**WHAT IS EXPECTED:** Rewrite the records below, changing every "Locate" to "Find" and keeping everything else the same. Leave the pictures out of your answer.

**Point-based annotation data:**
# # # # #
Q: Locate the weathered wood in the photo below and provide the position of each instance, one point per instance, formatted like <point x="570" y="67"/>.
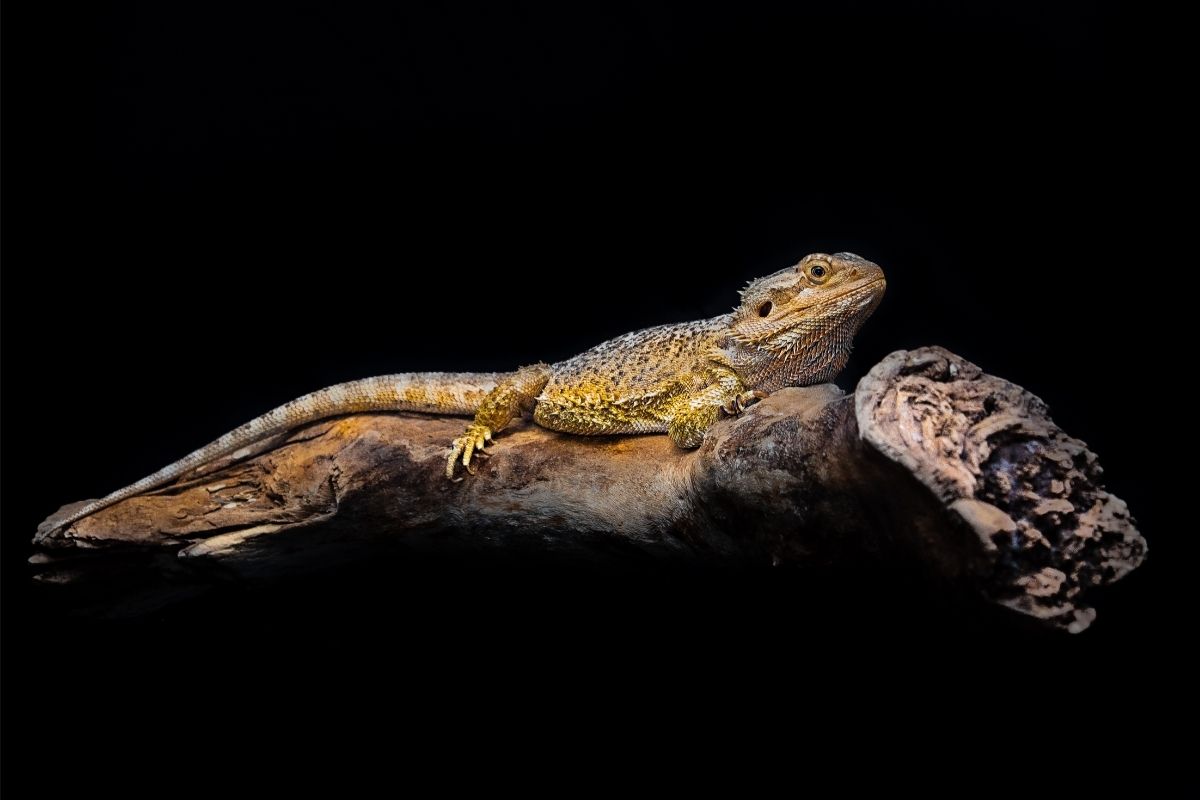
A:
<point x="930" y="461"/>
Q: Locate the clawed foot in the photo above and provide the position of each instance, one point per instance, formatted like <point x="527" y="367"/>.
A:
<point x="743" y="401"/>
<point x="465" y="446"/>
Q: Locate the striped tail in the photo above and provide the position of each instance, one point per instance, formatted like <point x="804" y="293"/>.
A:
<point x="429" y="392"/>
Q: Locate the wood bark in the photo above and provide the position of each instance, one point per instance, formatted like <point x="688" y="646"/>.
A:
# # # # #
**TASK RESPONSE:**
Q: Find the weathered wood in the photo below and provide the position of each instance, one point per instance, formatted like <point x="570" y="67"/>.
A:
<point x="930" y="461"/>
Q: Find the clawed foot in the photo above and provide the position of each instance, one point per instance, formatted like <point x="527" y="367"/>.
A:
<point x="743" y="401"/>
<point x="465" y="446"/>
Q: Find the striped tail in the photo above and provide the position of each instance, one point per instance, formatted like <point x="804" y="293"/>.
A:
<point x="429" y="392"/>
Q: Find the wood bark in the photo above and provide the position of each instance, one point per instance, formatted like <point x="688" y="646"/>.
A:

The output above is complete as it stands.